===== Ausgewählter Auszug
Es erfordert Bereitschaft die bisherige Denke zu hinterfragen und durch eine geänderte Blickrichtung zu ersetzen. Das Unternehmen muss zu mir passen sollte die neue Maxime sein. Ein erneuter Blick auf die Gallup-Studie belegt, wieviele Potentiale der Mitarbeiter ungenutzt sind, weil sie uninspiriert arbeiten. Die neue Sichtweise fordert den Arbeitnehmer deutlich mehr als zu vor. Soll der Job zu mir passen, ist es notwendig zu erkennen was ich will, was nicht und was meine Kernkompetenzen sind. Sprich, was mich von meinen Marktbegleitern abhebt. Nicht zu letzt sollte ich wissen warum ich den Job machen will, den ich machen will. Finde ich keine Antwort, sollte ich mir einen anderen Job suchen. Wie ich dieses intelligente Selbstmarketing umsetzen kann, habe ich in meinem aktuellen Karriere- und Bewerbungs-Ratgeber beschrieben.
==========
===== Bereitgestellte Einträge
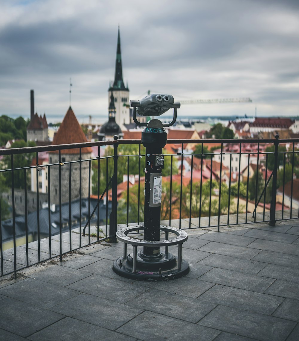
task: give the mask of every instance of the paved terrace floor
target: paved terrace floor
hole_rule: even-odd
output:
[[[299,220],[188,232],[190,272],[168,282],[115,274],[120,242],[2,278],[0,340],[299,340]]]

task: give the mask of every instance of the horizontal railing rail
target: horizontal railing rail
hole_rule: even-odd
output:
[[[172,150],[164,150],[161,219],[169,225],[178,219],[183,229],[219,231],[299,217],[299,139],[167,144]],[[212,144],[218,149],[207,149]],[[285,144],[288,150],[280,149]],[[97,155],[85,152],[90,147]],[[45,153],[57,162],[40,155]],[[57,256],[61,261],[86,245],[115,241],[117,224],[139,225],[144,153],[140,140],[0,150],[1,275],[15,277],[17,270]]]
==========
**Formuliertes Ziel:**
Zähle alles auf, was man laut dem Auszug zum Selbstmarketing erkennen muss, damit der Job zu einem passt. Die Zeilen stammen aus einer anderen Quelle als der Auszug.

**Schriftliche Antwort:**
- was ich will
- was ich nicht will
- was meine Kernkompetenzen sind